Trecho para leitura —

---------------

O Ajuste SINIEF 19/2012 elege (i) a nota fiscal eletrônica como veículo para informar ao adquirente da mercadoria importada sobre o valor da parcela importada, o conteúdo de importação e o valor da importação, a partir do que se passa a conhecer o valor de custo da mercadoria e a margem de lucro da operação; e (ii) a ficha de conteúdo de importação para prestar informações ao fisco.5

No item (i) acima, forçoso concluir pela (i. 1) violação do art. 113, § 2º, do Código Tributário Nacional a partir do qual se constrói o conceito de dever instrumental; (i.2) violação do art. 198, do Código Tributário Nacional, que garante o sigilo fiscal de informações inerentes à situação econômica ou financeira do sujeito passivo da obrigação tributária; (i.3) violação dos princípios constitucionais da livre iniciativa e da livre concorrência e da preservação da imagem da pessoa jurídica.

---------------

Listagem de origem —
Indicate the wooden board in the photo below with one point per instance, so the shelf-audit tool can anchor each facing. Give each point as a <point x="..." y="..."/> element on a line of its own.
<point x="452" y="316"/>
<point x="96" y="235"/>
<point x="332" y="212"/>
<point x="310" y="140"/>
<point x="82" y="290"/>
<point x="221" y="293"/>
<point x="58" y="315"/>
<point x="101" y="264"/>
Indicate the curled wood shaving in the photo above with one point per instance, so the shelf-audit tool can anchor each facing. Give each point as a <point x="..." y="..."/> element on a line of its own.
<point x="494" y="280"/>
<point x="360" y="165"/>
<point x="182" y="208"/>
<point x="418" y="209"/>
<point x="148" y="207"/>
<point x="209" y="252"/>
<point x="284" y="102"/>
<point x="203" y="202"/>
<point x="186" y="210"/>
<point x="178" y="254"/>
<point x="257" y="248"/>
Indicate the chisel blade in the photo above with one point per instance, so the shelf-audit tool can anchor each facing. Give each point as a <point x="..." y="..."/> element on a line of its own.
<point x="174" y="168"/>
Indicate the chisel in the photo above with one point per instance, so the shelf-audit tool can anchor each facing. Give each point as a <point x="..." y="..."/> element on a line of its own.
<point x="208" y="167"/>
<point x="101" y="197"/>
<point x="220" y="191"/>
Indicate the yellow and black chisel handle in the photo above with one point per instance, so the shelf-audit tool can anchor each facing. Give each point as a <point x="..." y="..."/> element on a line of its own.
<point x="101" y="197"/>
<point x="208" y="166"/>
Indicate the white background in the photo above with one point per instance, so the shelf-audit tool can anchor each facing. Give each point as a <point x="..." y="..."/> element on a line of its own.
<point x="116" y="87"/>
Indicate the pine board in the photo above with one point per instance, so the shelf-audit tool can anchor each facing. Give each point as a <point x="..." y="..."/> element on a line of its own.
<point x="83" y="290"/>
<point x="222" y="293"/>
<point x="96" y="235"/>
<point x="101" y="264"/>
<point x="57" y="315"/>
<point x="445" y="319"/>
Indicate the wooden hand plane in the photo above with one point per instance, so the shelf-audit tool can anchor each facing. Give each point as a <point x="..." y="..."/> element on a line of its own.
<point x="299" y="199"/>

---------------

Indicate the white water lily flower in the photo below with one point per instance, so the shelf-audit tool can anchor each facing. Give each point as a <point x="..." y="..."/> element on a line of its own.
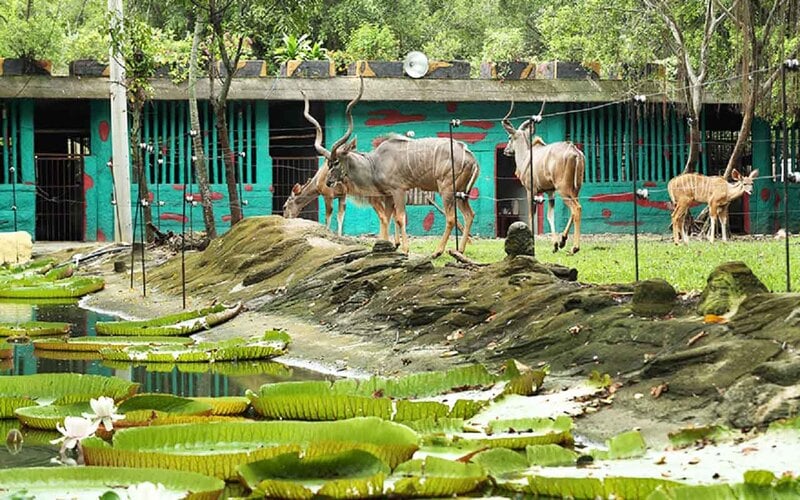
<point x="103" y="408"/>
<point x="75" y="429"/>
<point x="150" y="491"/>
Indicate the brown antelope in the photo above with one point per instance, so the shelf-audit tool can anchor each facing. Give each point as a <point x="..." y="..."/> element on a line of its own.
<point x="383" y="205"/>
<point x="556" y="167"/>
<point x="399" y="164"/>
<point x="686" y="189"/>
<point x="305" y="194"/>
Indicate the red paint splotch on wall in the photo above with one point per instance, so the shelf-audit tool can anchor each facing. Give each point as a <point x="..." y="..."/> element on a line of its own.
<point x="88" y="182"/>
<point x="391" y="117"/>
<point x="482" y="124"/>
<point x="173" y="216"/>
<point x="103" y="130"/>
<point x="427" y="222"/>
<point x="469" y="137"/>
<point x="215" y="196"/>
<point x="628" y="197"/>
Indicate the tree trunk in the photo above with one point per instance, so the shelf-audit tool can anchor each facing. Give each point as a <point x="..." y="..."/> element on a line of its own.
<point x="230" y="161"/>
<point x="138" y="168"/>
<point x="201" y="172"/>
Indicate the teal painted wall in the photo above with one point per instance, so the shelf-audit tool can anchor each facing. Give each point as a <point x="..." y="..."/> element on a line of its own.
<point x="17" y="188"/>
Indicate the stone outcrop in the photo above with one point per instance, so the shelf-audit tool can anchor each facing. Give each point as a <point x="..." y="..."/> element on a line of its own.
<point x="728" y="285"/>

---------------

Tarefa 1 —
Responda com base no trecho sobre o Ajuste SINIEF 19/2012:
(a) Que documento o ajuste elege como veículo para informar ao adquirente da mercadoria importada?
(b) Que instrumento se destina a prestar informações ao fisco?
(c) Qual artigo do Código Tributário Nacional garante o sigilo fiscal, segundo o trecho?
Tarefa 2 —
Encontre e copie cada linha da listagem que contém a string "board". Maiúsculas e minúsculas contam.

Resposta correta 1 —
(a) A nota fiscal eletrônica.
(b) A ficha de conteúdo de importação.
(c) O art. 198.

Resposta correta 2 —
Indicate the wooden board in the photo below with one point per instance, so the shelf-audit tool can anchor each facing. Give each point as a <point x="..." y="..."/> element on a line of its own.
Indicate the pine board in the photo above with one point per instance, so the shelf-audit tool can anchor each facing. Give each point as a <point x="..." y="..."/> element on a line of its own.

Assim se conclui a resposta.